[START OF Data excerpts]

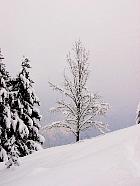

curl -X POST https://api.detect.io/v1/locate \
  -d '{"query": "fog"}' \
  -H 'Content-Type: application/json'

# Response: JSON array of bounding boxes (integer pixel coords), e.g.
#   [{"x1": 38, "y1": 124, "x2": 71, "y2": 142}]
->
[{"x1": 0, "y1": 0, "x2": 140, "y2": 130}]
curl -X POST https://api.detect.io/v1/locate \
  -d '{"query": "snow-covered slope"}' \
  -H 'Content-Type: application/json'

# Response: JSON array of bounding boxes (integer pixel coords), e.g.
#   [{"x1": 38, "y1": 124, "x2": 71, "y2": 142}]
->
[{"x1": 0, "y1": 125, "x2": 140, "y2": 186}]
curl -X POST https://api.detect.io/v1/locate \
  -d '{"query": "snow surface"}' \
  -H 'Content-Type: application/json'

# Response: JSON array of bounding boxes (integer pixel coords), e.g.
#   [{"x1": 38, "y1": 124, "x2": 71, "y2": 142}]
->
[{"x1": 0, "y1": 125, "x2": 140, "y2": 186}]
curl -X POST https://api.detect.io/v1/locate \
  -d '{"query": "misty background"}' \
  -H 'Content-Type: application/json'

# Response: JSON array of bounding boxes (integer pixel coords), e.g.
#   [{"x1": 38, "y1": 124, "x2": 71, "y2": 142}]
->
[{"x1": 0, "y1": 0, "x2": 140, "y2": 145}]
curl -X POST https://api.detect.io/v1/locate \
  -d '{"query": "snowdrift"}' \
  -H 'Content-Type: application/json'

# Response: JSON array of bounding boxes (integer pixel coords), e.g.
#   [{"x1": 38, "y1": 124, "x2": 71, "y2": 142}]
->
[{"x1": 0, "y1": 125, "x2": 140, "y2": 186}]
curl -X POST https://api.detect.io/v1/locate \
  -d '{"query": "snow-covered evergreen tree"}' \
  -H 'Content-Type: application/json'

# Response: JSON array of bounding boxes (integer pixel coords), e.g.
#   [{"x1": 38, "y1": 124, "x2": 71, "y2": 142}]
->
[
  {"x1": 47, "y1": 41, "x2": 109, "y2": 141},
  {"x1": 0, "y1": 51, "x2": 19, "y2": 167},
  {"x1": 136, "y1": 103, "x2": 140, "y2": 124},
  {"x1": 11, "y1": 58, "x2": 44, "y2": 156}
]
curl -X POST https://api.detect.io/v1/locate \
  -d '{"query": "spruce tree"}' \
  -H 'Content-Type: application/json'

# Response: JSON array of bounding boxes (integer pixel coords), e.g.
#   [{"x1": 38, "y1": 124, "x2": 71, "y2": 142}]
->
[
  {"x1": 0, "y1": 51, "x2": 19, "y2": 167},
  {"x1": 12, "y1": 58, "x2": 44, "y2": 156}
]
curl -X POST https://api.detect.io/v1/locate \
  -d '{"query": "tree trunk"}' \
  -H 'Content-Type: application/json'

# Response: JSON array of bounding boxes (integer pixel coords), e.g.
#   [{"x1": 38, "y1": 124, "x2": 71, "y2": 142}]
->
[{"x1": 76, "y1": 131, "x2": 80, "y2": 142}]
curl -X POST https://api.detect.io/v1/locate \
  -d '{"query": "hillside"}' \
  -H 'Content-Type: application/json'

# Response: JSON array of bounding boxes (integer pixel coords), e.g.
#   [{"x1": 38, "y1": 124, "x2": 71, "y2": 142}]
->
[{"x1": 0, "y1": 125, "x2": 140, "y2": 186}]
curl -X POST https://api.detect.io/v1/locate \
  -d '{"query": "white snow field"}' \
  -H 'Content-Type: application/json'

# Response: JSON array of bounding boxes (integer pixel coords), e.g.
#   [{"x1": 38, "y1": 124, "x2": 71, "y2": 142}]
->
[{"x1": 0, "y1": 125, "x2": 140, "y2": 186}]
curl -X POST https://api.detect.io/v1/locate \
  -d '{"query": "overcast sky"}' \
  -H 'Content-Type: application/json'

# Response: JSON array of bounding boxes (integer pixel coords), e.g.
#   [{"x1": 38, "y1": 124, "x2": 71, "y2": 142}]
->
[{"x1": 0, "y1": 0, "x2": 140, "y2": 129}]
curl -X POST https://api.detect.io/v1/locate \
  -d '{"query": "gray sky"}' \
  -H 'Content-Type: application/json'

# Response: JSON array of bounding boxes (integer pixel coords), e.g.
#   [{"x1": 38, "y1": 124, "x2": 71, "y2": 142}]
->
[{"x1": 0, "y1": 0, "x2": 140, "y2": 129}]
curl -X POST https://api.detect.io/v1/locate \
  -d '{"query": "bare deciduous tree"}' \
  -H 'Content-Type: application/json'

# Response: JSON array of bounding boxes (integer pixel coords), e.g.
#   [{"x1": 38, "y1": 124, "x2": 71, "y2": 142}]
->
[{"x1": 49, "y1": 41, "x2": 109, "y2": 141}]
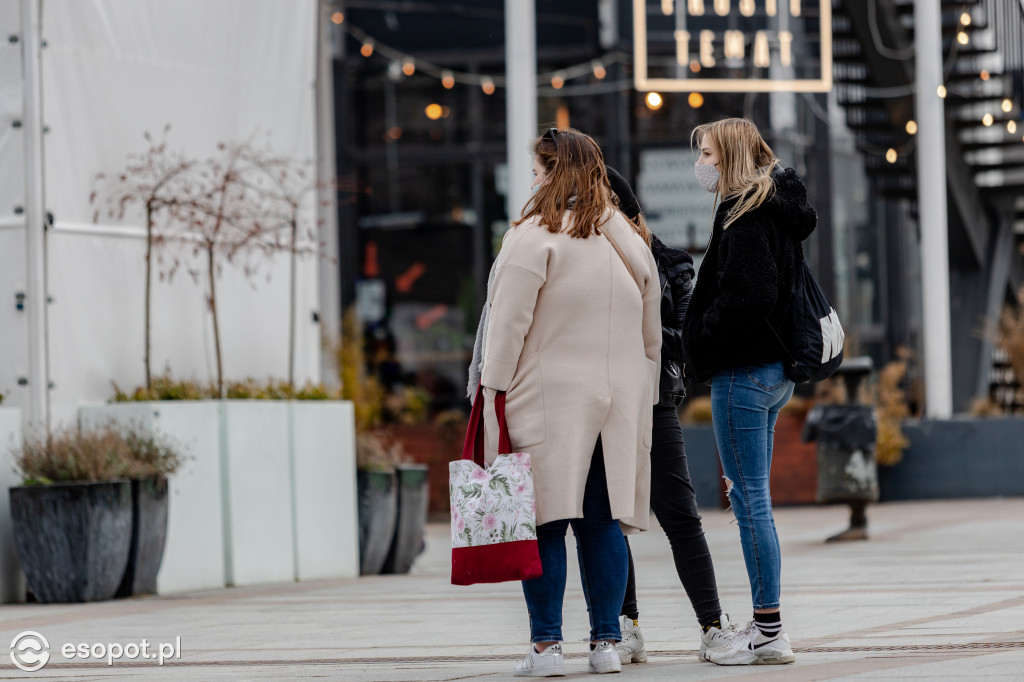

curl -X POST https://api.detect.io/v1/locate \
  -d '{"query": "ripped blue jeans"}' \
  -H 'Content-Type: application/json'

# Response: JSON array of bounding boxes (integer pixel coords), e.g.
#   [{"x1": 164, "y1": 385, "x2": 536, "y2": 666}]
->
[{"x1": 711, "y1": 363, "x2": 794, "y2": 609}]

[END OF Data excerpts]

Please return every line of the listing above that contains the word "tree", treating uppercase and lowercase as different.

  -d '{"query": "snow-covered evergreen tree"}' \
  -d '{"query": "spruce tree"}' \
  -d '{"query": "tree trunk"}' \
  -d '{"query": "bare deciduous tree"}' \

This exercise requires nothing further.